→ Stated task: Print each of the entries below verbatim, line for line. Leave the pictures out.

→ Data lines:
--

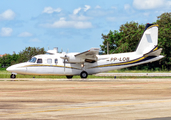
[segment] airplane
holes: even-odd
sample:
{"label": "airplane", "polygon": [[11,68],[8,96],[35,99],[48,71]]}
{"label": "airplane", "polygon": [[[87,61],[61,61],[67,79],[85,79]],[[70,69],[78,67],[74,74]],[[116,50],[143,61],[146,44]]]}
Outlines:
{"label": "airplane", "polygon": [[91,48],[81,53],[58,53],[57,49],[48,54],[32,57],[28,62],[8,67],[11,78],[24,75],[64,75],[71,79],[74,75],[87,78],[88,75],[116,69],[151,63],[162,59],[162,48],[158,49],[158,24],[147,24],[142,38],[134,52],[99,55],[99,48]]}

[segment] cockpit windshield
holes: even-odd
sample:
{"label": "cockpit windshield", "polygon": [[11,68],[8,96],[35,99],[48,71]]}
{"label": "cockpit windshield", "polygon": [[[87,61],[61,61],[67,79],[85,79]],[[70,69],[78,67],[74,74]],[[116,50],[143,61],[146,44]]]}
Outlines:
{"label": "cockpit windshield", "polygon": [[32,58],[29,60],[29,62],[33,62],[33,63],[35,63],[35,62],[36,62],[36,60],[37,60],[37,58],[32,57]]}

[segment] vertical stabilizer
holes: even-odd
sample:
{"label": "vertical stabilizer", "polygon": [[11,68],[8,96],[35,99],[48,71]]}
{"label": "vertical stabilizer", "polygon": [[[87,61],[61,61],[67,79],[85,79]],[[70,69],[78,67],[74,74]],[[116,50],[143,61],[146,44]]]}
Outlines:
{"label": "vertical stabilizer", "polygon": [[137,54],[146,54],[157,49],[158,44],[158,25],[147,24],[143,36],[136,49]]}

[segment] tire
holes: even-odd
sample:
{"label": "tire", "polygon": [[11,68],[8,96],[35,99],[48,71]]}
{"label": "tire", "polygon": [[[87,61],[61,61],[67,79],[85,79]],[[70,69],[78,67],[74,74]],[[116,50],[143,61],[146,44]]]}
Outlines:
{"label": "tire", "polygon": [[82,71],[82,72],[80,73],[80,77],[81,77],[81,78],[87,78],[87,77],[88,77],[88,73],[87,73],[86,71]]}
{"label": "tire", "polygon": [[66,77],[67,77],[68,79],[72,79],[72,77],[73,77],[73,76],[72,76],[72,75],[70,75],[70,76],[66,76]]}
{"label": "tire", "polygon": [[15,79],[16,75],[15,74],[11,74],[10,78]]}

--

→ Finished task:
[segment] airplane
holes: even-odd
sample:
{"label": "airplane", "polygon": [[11,68],[8,96],[35,99],[48,71]]}
{"label": "airplane", "polygon": [[[87,61],[61,61],[67,79],[85,79]],[[70,69],[78,67],[74,74]],[[116,50],[143,61],[146,44]]]}
Outlines:
{"label": "airplane", "polygon": [[91,48],[81,53],[58,53],[57,49],[48,54],[32,57],[28,62],[8,67],[11,78],[24,75],[64,75],[71,79],[74,75],[87,78],[88,75],[116,69],[151,63],[162,59],[162,48],[158,49],[158,24],[147,24],[142,38],[134,52],[99,55],[99,48]]}

[segment] cockpit windshield
holes: even-odd
sample:
{"label": "cockpit windshield", "polygon": [[11,68],[8,96],[35,99],[48,71]]}
{"label": "cockpit windshield", "polygon": [[[87,61],[61,61],[67,79],[85,79]],[[70,69],[78,67],[74,74]],[[116,50],[143,61],[146,44]]]}
Outlines:
{"label": "cockpit windshield", "polygon": [[32,58],[29,60],[29,62],[33,62],[33,63],[35,63],[35,62],[36,62],[36,60],[37,60],[37,58],[32,57]]}

[segment] vertical stabilizer
holes: even-odd
sample:
{"label": "vertical stabilizer", "polygon": [[11,68],[8,96],[35,99],[48,71]]}
{"label": "vertical stabilizer", "polygon": [[[87,61],[61,61],[67,79],[85,79]],[[70,69],[78,67],[74,74]],[[116,50],[143,61],[146,44]]]}
Outlines:
{"label": "vertical stabilizer", "polygon": [[137,54],[146,54],[157,49],[158,44],[158,25],[147,24],[143,36],[136,49]]}

[segment] tire
holes: even-odd
sample:
{"label": "tire", "polygon": [[11,68],[8,96],[35,99],[48,71]]}
{"label": "tire", "polygon": [[[87,61],[61,61],[67,79],[85,79]],[[70,69],[78,67],[74,74]],[[116,50],[143,61],[146,44]]]}
Outlines:
{"label": "tire", "polygon": [[82,71],[82,72],[80,73],[80,77],[81,77],[81,78],[87,78],[87,77],[88,77],[88,73],[87,73],[86,71]]}
{"label": "tire", "polygon": [[66,77],[67,77],[68,79],[72,79],[72,77],[73,77],[73,76],[72,76],[72,75],[70,75],[70,76],[66,76]]}
{"label": "tire", "polygon": [[15,79],[16,75],[15,74],[11,74],[10,78]]}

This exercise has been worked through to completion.